# What to do
Repeat the stretch of entries below from the line with "target | white polo ball" through the line with "target | white leg wrap". Include both ends and add nothing.

BEGIN Records to process

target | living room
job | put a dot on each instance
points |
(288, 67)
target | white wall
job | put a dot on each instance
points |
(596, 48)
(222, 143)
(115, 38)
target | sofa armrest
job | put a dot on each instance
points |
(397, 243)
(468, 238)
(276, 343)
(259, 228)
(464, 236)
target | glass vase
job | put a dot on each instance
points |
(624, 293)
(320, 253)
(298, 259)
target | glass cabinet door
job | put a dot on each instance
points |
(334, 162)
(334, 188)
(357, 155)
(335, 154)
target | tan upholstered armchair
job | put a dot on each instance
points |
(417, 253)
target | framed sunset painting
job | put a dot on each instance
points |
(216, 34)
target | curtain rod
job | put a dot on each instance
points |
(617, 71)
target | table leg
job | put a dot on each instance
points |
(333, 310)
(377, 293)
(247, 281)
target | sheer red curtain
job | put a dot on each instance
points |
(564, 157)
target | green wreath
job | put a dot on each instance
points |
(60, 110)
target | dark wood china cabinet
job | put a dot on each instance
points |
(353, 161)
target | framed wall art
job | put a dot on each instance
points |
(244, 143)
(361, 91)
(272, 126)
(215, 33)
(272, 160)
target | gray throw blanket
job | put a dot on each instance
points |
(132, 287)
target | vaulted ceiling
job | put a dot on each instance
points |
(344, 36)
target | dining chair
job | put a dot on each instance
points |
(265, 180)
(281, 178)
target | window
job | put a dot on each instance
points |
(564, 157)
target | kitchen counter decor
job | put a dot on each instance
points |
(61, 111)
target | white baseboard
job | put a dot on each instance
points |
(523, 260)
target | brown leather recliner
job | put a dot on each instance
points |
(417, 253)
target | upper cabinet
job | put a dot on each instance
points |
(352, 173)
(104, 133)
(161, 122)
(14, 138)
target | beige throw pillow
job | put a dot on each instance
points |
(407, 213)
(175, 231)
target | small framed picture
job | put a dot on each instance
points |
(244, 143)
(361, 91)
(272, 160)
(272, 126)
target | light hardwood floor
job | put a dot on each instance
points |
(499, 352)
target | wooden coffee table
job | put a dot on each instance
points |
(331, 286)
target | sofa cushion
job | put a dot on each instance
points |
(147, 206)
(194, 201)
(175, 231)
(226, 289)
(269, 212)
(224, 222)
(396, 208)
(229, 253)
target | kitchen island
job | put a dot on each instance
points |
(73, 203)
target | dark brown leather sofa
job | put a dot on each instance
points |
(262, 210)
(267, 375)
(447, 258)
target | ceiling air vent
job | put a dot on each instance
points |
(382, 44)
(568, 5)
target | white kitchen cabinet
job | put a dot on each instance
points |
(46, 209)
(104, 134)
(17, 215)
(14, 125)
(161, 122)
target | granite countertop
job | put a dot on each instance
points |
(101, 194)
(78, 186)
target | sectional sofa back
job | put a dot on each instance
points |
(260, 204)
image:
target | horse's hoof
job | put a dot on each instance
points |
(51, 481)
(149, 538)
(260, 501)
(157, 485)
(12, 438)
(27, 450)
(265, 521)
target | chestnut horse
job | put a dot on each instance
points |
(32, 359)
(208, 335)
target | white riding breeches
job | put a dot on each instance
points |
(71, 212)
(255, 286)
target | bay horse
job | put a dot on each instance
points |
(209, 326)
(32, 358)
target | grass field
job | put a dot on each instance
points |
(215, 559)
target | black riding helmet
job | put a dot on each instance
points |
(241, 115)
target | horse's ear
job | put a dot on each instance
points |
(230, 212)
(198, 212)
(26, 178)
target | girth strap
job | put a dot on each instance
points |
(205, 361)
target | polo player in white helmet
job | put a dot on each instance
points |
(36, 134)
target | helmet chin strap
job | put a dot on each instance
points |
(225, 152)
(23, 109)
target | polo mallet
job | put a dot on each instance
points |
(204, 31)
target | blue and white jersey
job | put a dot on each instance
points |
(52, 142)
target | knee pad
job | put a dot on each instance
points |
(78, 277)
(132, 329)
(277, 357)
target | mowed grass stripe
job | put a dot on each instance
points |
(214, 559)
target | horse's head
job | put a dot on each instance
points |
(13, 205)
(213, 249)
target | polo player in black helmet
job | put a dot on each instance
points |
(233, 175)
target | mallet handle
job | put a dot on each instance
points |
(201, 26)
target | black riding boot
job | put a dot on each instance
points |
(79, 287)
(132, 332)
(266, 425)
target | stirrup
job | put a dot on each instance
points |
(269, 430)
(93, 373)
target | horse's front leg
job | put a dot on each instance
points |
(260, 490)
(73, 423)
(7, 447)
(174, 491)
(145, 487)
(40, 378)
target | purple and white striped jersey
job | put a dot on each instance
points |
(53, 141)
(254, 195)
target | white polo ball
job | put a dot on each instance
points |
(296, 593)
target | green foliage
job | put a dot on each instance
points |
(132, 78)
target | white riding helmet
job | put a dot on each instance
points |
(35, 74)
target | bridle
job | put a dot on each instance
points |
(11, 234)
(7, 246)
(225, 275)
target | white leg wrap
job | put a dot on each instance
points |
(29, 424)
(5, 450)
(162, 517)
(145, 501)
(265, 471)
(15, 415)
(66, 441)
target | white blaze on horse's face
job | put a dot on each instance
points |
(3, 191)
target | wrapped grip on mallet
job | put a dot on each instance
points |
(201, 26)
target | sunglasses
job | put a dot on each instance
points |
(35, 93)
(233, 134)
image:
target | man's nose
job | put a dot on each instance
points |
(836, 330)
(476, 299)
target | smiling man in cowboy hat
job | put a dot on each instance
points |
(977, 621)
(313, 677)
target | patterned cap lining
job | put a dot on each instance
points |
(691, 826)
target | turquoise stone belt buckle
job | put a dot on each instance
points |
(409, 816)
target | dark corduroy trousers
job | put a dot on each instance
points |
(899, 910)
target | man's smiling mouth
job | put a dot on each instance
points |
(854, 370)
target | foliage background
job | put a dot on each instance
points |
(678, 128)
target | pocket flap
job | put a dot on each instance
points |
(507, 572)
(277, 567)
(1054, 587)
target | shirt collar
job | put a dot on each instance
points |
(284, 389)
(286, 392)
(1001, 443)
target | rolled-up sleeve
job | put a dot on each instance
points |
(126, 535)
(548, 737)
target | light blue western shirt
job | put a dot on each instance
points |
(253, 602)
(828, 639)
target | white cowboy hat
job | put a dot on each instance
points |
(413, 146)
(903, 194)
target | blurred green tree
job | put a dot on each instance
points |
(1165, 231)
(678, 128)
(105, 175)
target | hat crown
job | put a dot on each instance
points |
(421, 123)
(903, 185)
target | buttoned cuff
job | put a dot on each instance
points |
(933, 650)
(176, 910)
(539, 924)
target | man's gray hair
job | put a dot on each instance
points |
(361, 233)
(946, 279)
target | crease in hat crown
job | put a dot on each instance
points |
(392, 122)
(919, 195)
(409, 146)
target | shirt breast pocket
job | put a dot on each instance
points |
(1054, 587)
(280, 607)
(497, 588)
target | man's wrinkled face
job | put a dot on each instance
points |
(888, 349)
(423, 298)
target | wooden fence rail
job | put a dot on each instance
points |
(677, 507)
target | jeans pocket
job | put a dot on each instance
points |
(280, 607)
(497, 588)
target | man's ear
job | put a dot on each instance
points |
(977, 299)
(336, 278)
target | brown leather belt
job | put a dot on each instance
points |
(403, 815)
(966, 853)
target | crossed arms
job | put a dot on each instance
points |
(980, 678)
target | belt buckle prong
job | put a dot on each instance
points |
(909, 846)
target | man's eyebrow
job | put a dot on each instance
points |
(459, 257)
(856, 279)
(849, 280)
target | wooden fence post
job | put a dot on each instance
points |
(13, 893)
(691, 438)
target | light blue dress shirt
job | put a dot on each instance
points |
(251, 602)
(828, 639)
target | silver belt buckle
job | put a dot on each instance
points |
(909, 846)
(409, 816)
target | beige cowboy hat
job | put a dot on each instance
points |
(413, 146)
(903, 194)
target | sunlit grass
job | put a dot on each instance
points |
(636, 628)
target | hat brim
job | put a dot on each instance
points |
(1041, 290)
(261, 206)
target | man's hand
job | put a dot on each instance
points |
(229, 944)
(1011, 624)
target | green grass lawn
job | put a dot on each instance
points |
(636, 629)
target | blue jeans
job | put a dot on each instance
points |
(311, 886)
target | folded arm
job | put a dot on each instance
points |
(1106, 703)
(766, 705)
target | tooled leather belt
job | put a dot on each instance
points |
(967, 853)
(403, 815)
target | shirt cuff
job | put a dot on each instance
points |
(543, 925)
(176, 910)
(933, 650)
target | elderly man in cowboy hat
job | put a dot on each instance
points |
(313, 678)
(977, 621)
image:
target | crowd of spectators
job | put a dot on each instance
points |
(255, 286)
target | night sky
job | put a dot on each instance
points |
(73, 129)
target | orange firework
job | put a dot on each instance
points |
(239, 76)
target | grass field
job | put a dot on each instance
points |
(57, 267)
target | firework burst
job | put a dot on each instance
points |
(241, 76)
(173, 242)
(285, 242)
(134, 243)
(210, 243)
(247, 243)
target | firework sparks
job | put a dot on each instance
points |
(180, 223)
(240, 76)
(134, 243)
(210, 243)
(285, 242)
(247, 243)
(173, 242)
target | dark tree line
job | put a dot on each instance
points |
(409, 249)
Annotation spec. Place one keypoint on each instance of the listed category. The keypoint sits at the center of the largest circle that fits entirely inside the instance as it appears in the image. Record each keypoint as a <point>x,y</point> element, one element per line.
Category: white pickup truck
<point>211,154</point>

END Records to process

# Finished exercise
target | white polo ball
job | put a dot on each instance
points |
(296, 593)
target | green foliage
job | put a dot on each instance
points |
(132, 78)
target | white riding helmet
job | put a dot on each instance
points |
(35, 74)
target | bridle
job | put a dot on each instance
points |
(11, 234)
(7, 246)
(225, 275)
target | white leg wrap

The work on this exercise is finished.